- Born: Adelheid Feigenwinter 23 April 1936 Pratteln, Switzerland
- Died: 8 July 1996 Arisdorf, Switzerland
- Occupation: Writer of "prose miniatures"
- Spouse: Joseph Edward Duvanel
- Children: Adelheid Duvanel (1964–2005)
- Parent(s): Georg Feigenwinter (1904–1997) Elisabeth Lichtenhahn
- Writing career
- Pen name: Judith, Judith January

= Adelheid Duvanel =

Swiss writer

Adelheid Duvanel (born Adelheid Feigenwinter: 23 April 1936 – 8 July 1996) was a Swiss writer. Her earlier work appeared under one of two simple pseudonyms, "Judith" or "Judith January".

== Life ==
=== Provenance and troubled childhood ===
Adelheid Feigenwinter, the oldest of her parents' four children, was born in Pratteln. There had been five children, but her brother Stefan died in infancy. She grew up initially in Pratteln, where her parents rented a large rambling house with a child-friendly garden, and then when her father got a full-time job at the district court there, to a modern easy-to-manage family apartment in Liestal. These are small towns to the east and south of Basel along the old road towards Olten, but still within the Canton of Basel-Landschaft, and thereby culturally and linguistically Germanic. Her father, Georg Feigenwinter, was a lawyer and court official who rose through the ranks to become, in 1959, president of the cantonal criminal and youth court. Slightly unusually, the religious differences that had been a feature of the region for centuries were reflected in the family home. Georg Feigenwinter was a deeply committed Catholic while Adelheid's mother, born Elisabeth Lichtenhahn, had been born a city girl and grown up as a Protestant. Both her parents could trace their Swiss ancestry back to the renaissance period, but her mother's family had originally come from Leipzig, obtaining Swiss citizenship rights as recently as 1524. The child's own intellectual capacities were unmissable from an early stage: both at junior school and within the family they spoke of her as something of a "Wunderkind". Later during her young life the situation at home darkened. She would recall that she found her parents stern, "repressive" and remote. There were hospital visits and psychotherapy sessions. At one stage, as an adolescent, she stopped talking and refused to leave her room for days on end. She drew ceaselessly and insisted that she needed a training at an art college, but was instead enrolled at a Catholic boarding school. According to one source she was subjected to Electroconvulsive therapy and insulin therapy, two subsequently discredited treatments for what had been diagnosed by physicians assigned to Adelheid Feigenwinter's as "Aphasia".

▶ Entries supplied:

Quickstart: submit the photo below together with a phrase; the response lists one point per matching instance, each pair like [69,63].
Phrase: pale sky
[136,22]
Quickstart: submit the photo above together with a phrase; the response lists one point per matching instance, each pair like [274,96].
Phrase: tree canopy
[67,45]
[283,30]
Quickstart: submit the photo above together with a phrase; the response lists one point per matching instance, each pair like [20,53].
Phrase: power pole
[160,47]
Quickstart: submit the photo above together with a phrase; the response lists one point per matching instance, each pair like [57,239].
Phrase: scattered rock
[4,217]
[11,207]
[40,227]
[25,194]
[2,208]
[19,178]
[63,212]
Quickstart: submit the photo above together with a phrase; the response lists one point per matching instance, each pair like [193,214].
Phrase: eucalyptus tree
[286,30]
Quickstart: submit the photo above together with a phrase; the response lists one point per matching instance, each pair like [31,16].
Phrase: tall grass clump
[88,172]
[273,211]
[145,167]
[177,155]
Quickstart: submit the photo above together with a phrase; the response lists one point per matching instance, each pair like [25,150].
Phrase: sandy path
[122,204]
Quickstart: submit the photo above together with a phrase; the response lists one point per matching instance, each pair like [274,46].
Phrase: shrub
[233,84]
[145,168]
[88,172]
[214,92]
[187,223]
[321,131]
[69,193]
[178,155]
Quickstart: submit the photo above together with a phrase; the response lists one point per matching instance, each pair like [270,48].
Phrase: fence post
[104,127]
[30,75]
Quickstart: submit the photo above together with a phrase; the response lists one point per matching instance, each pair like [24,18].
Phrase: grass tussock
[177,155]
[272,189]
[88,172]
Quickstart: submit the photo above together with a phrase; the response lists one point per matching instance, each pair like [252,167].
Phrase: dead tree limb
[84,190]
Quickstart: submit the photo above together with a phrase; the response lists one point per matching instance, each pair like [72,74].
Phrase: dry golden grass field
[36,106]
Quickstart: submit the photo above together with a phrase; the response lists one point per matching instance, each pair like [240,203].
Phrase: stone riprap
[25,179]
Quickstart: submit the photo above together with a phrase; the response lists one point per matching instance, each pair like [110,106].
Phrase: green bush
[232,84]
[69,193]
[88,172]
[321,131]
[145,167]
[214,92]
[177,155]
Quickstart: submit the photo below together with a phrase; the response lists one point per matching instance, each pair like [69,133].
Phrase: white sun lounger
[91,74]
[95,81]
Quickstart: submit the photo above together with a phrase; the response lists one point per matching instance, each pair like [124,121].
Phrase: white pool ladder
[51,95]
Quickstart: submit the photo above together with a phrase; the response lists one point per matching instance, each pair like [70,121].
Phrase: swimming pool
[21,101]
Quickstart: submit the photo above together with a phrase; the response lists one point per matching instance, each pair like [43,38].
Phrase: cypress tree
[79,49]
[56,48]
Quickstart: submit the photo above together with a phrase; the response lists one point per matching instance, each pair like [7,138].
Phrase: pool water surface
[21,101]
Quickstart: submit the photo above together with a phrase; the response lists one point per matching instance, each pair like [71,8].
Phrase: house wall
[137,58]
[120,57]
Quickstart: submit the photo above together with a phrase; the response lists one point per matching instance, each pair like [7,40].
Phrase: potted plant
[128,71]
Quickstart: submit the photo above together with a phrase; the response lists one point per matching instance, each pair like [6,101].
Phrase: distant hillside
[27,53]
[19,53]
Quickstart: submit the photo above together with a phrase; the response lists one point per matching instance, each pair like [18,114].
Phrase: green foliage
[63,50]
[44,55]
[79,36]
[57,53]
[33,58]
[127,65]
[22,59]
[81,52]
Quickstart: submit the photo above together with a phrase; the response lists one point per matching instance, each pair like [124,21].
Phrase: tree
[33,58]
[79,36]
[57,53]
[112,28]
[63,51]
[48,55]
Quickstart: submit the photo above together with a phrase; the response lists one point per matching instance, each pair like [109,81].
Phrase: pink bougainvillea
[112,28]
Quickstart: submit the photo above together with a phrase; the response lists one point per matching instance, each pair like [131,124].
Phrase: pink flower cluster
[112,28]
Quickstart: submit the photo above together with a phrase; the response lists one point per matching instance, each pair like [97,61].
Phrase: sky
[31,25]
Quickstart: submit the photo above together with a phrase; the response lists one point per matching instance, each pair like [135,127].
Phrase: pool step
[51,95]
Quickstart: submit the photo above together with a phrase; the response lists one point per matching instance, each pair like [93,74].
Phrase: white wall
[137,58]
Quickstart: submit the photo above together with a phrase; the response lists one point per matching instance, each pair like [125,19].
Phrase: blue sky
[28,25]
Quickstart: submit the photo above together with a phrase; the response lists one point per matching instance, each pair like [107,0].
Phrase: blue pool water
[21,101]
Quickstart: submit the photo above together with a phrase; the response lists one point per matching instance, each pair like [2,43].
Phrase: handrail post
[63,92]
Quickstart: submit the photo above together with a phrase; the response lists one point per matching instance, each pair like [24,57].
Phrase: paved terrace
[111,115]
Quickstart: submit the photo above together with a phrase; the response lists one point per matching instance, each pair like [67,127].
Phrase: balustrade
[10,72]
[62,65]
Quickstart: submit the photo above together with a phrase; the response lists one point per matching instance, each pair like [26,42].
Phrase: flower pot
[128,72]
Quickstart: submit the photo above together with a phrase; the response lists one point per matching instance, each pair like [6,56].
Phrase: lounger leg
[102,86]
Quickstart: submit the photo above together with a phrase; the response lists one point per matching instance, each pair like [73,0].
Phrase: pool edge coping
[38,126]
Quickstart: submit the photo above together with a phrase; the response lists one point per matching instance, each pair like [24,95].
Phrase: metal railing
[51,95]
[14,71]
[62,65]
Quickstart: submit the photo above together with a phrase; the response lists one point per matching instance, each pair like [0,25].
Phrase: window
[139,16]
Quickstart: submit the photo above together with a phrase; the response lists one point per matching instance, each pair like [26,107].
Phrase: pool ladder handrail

▶ About this task: According to the text about Adelheid Duvanel, in what year did her father become president of the cantonal criminal and youth court?

▶ Task response: 1959